> _Esercizio assegnato a_:
Trascriva senza alcuna modifica le righe dei record che vanno da quella contenente "Where can the flagpole" fino a quella contenente "pixel 676 318", entrambe comprese.

> _Testo_:
===============
Nei quattro anni di incarico come responsabile del settore architettura della Triennale di Milano, Luca Molinari ha realizzato un programma complesso, nell'insieme delle cui articolazioni è possibile scorgere, oggi, una molteplicità di linee di azione ancora tutte attive. Luca Molinari ha lavorato in Triennale per ricostruire un contatto diretto con la realtà nazionale, ricercando sovente le più giovani generazioni, dando loro spazio per l'espressione e per il confronto. Lo ha fatto in maniera non esclusiva, cercando di raccogliere le più valide proposte in grado di descrivere in un quadro ampio lo stato della ricerca italiana contemporanea, operandosi per interpretarne gli orientamenti, per rintracciare i punti di contatto con la sperimentazione internazionale ma anche e forse soprattutto con i tracciati storici della produzione architettonica in Italia. L'ambito espositivo, durante il periodo di attività di Luca Molinari in Triennale, è stato inteso non come macchina sterile che si attiva realizzando immagini di fatti già avvenuti, ma come laboratorio per la produzione di idee e di fenomeni. Un percorso insicuro e faticoso, che Luca Molinari ha saputo seguire con coraggio e agilità, gestendo un programma che, anziché imporre principi e regole assolute, ha avuto la forza di adeguarsi ai cambiamenti. Al momento della sua sostituzione, decisa dal consiglio di amministrazione dell'ente e resa nota nello scorso ottobre insieme alla nomina di Fulvio Irace, diversi sono i nuovi sentieri aperti e ancora molto resta da dire e da costruire intorno alla realtà italiana contemporanea. [MB]



Non è mai facile provare a tracciare il bilancio di una esperienza, soprattutto quando le porte sono appena state chiuse alle spalle e le carte delle ultime incombenze ancora occupano la scrivania, ma credo che la forza di un percorso consapevole stia anche nella capacità che ha di essere poi raccontato e che soprattutto diventi occasione per fare qualche riflessione che vada oltre il semplice dato di realtà. Cosa vuol dire allora oggi pensare e produrre una mostra di architettura? Cosa vuol dire in generale occuparsi di architettura, oggi, in Italia? Che valore acquisisce mettere in mostra, o attivare una discussione in questo particolare frangente storico?
===============
> _Materiali forniti_:
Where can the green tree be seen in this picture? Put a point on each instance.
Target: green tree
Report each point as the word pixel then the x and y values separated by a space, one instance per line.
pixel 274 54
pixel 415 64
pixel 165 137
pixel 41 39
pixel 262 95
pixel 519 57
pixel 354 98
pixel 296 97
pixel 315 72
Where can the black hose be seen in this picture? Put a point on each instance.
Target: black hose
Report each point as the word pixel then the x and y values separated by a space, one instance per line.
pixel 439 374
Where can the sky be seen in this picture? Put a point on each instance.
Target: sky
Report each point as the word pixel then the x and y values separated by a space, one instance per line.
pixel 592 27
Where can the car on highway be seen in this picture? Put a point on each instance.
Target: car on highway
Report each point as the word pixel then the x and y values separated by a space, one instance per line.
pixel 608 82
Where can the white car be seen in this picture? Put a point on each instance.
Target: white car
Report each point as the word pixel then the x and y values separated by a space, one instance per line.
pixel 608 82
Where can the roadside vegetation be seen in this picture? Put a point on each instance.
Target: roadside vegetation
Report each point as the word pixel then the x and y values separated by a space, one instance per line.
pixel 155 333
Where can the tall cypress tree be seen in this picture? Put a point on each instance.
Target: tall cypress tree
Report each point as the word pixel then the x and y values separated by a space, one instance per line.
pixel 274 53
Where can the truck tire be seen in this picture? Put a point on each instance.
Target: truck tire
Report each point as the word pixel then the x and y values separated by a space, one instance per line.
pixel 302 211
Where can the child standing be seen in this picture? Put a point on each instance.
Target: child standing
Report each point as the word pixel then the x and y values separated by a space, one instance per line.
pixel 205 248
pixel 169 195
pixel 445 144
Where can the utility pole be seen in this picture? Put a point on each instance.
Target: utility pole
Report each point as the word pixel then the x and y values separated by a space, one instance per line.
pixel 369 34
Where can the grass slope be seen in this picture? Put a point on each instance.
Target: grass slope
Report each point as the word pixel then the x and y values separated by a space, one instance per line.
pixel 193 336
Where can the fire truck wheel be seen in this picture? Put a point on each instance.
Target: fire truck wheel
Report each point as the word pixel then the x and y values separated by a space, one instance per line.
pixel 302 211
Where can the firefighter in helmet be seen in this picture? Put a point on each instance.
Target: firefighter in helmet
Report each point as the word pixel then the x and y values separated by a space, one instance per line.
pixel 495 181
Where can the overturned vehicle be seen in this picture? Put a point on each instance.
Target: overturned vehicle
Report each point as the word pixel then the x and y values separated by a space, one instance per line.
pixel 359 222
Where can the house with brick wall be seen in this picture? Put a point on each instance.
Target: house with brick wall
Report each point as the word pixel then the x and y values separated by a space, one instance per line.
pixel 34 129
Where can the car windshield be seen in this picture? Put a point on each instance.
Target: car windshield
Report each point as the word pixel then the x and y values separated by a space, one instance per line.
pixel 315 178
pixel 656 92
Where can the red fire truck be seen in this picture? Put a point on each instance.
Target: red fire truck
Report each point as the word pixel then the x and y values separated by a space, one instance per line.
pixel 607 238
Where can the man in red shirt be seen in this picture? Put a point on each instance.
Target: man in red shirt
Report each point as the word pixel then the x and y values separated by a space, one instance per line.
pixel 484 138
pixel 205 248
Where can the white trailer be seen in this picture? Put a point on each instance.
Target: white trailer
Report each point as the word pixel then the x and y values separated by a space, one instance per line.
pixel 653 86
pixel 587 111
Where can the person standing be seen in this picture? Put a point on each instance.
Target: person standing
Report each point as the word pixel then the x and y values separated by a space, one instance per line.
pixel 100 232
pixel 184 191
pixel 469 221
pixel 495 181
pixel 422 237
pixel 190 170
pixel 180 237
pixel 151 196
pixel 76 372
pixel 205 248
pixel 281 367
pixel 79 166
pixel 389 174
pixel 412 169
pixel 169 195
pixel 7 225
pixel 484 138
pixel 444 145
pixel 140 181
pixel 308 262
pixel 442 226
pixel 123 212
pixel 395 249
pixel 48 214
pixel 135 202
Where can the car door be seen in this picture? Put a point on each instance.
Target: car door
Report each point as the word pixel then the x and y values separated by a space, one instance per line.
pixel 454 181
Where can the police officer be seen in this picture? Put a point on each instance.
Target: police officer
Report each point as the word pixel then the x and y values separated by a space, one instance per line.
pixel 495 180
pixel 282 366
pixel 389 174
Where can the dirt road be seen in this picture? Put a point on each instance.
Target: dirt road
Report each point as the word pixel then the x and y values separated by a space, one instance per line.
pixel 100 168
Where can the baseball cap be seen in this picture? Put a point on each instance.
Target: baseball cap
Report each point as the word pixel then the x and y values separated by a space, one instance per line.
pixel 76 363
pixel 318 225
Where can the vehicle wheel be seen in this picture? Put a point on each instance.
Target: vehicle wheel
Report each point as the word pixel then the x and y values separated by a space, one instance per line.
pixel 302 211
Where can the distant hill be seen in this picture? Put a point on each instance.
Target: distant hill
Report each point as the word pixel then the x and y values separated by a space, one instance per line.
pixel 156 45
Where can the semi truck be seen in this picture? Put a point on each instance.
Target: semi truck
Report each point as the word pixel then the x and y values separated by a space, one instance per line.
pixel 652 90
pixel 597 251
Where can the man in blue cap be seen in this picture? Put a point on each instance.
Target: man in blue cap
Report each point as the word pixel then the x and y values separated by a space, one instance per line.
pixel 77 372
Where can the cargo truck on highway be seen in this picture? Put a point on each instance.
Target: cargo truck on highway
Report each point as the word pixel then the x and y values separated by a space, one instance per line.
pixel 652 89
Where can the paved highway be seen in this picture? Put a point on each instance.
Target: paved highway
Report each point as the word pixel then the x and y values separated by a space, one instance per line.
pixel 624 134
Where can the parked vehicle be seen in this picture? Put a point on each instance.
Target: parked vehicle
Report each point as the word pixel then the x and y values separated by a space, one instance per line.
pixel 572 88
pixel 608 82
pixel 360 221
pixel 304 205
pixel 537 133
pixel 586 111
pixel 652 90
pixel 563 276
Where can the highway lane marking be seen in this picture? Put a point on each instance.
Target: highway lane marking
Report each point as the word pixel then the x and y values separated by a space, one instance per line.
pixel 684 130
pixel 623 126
===============
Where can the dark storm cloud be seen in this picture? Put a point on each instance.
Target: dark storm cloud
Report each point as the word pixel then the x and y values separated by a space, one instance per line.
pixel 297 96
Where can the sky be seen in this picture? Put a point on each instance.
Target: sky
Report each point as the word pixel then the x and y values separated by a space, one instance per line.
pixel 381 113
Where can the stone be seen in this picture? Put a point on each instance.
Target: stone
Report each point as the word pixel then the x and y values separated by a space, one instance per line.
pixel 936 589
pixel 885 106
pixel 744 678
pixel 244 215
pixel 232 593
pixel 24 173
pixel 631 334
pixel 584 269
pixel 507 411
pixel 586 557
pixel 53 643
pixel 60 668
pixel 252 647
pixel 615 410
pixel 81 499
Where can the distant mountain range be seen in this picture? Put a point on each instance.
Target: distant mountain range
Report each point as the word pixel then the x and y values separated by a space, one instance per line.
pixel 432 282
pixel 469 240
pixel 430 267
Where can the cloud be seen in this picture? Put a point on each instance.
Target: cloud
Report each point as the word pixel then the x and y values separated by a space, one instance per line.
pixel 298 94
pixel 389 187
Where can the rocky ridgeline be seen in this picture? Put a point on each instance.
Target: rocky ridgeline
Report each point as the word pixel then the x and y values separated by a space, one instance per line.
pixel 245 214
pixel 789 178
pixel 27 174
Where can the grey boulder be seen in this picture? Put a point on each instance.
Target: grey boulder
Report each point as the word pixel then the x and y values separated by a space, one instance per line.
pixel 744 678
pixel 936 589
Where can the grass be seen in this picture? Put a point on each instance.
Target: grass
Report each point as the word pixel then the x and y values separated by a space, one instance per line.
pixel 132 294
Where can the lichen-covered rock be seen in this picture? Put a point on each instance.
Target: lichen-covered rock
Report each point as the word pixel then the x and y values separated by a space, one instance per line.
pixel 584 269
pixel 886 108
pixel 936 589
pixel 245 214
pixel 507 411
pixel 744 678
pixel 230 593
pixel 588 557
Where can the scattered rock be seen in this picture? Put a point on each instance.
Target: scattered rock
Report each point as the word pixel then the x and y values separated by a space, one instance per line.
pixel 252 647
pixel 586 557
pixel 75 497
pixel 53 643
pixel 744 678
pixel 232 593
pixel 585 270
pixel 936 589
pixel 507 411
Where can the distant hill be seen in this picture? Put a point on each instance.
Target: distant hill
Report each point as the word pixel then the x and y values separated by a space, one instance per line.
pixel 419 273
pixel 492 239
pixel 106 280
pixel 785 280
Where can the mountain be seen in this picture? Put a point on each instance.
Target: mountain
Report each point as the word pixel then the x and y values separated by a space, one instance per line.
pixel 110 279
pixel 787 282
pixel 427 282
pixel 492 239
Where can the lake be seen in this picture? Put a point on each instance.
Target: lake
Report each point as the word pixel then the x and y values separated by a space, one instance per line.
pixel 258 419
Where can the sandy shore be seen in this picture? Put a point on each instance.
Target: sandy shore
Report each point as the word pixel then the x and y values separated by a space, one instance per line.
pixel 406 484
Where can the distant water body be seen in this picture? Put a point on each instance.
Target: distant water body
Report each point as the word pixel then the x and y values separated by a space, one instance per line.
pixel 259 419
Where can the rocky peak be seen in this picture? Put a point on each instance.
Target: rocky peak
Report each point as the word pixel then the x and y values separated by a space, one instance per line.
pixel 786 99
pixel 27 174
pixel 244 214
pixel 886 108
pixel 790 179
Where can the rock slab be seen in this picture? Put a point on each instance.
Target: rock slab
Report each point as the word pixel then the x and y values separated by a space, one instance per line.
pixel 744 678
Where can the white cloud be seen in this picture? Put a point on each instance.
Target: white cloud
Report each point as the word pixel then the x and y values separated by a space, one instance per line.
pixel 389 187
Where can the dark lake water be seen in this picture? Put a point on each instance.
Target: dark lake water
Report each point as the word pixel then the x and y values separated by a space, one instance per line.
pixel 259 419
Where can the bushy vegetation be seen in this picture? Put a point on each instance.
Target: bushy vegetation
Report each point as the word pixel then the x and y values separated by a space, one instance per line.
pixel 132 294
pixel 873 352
===============
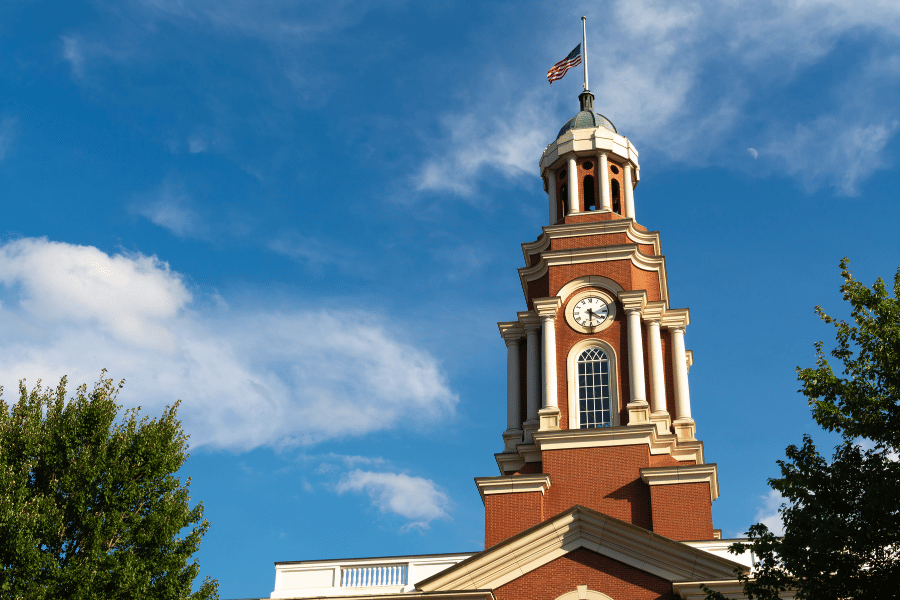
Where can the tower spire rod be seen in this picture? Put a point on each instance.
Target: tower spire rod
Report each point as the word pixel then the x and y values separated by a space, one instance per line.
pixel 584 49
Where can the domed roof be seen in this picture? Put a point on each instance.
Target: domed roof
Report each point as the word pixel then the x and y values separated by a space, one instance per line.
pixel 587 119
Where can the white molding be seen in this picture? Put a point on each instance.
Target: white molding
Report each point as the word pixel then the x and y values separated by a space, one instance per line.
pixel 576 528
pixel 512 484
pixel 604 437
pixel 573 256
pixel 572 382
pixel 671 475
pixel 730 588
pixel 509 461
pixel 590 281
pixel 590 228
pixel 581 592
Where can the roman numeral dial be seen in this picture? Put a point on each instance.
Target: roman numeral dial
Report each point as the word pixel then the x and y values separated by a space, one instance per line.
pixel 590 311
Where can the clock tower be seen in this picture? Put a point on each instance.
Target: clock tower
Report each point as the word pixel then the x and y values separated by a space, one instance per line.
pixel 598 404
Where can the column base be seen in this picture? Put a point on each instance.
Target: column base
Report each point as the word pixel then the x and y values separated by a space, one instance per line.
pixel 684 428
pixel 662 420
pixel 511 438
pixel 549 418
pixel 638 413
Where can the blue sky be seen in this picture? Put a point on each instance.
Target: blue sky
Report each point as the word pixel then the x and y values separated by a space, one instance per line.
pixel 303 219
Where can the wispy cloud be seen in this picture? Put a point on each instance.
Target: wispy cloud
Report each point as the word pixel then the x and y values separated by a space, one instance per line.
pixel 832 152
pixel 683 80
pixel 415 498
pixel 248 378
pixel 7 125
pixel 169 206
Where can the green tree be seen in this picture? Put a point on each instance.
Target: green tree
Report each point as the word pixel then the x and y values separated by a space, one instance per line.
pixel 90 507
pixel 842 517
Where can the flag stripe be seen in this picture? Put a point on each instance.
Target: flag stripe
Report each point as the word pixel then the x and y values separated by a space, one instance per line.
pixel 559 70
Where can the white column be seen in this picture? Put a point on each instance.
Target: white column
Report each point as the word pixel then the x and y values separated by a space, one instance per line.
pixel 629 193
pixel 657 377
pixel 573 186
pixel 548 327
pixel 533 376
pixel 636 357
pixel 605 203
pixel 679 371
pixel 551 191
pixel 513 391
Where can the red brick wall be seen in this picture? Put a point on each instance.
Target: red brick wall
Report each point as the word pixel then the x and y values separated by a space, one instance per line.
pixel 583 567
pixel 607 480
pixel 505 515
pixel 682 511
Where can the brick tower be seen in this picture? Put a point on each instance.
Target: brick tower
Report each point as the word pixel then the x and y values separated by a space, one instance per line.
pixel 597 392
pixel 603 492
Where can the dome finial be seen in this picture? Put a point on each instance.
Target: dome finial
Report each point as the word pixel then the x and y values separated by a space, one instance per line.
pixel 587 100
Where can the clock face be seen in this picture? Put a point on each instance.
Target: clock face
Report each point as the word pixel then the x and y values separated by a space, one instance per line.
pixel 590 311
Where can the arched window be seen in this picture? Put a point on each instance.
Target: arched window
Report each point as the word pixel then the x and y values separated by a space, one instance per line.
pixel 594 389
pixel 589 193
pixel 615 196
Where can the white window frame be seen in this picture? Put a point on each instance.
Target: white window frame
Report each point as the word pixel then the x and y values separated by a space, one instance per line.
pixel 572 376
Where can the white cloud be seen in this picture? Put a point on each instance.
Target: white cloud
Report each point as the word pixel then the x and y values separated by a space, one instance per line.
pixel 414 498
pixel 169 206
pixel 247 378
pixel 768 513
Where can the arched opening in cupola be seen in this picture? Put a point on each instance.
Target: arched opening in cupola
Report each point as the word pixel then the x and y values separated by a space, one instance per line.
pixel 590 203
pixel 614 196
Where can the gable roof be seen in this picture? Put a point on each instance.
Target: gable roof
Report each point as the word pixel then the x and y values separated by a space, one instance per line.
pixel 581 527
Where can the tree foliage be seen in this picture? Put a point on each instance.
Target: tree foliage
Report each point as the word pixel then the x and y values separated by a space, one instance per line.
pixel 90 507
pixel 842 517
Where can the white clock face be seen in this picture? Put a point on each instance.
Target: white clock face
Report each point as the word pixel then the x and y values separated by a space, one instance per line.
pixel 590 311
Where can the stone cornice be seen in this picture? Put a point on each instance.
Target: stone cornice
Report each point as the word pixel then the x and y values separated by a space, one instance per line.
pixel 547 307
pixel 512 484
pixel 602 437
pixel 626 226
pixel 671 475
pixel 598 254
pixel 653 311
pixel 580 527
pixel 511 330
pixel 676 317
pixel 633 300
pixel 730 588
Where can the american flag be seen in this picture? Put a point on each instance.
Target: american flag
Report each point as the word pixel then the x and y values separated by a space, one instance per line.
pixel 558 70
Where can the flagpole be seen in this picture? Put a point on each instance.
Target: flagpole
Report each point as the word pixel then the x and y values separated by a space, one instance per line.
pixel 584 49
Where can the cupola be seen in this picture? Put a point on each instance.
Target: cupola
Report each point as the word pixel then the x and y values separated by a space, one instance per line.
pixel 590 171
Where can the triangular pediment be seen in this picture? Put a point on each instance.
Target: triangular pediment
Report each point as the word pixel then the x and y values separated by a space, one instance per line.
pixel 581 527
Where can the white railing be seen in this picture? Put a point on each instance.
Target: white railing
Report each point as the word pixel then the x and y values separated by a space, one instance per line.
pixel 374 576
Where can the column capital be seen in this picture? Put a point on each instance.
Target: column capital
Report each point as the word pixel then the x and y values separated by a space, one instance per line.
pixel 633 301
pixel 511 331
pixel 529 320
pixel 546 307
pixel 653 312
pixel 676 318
===============
> _Esercizio assegnato b_:
Secondo il testo su Luca Molinari alla Triennale di Milano, per quanti anni egli ha ricoperto l'incarico di responsabile del settore architettura?

> _Soluzione svolta a_:
Where can the flagpole be seen in this picture? Put a point on each instance.
Target: flagpole
Report each point as the word pixel then the x and y values separated by a space, one instance per line.
pixel 584 49
Where can the cupola be seen in this picture? Put a point on each instance.
Target: cupola
Report each point as the word pixel then the x and y values separated by a space, one instance per line.
pixel 590 171
Where can the triangular pediment be seen in this picture? Put a point on each instance.
Target: triangular pediment
Report each point as the word pixel then the x and y values separated by a space, one instance per line.
pixel 581 527
Where can the white railing be seen in this picture? Put a point on each instance.
Target: white railing
Report each point as the word pixel then the x and y values separated by a space, one instance per line.
pixel 374 576
Where can the column capital be seen in this picture? Put a point on each instance.
Target: column capital
Report each point as the word pixel then the x and y values separated by a space, one instance per line.
pixel 633 301
pixel 511 331
pixel 529 320
pixel 546 307
pixel 653 312
pixel 676 318

> _Soluzione svolta b_:
Per quattro anni.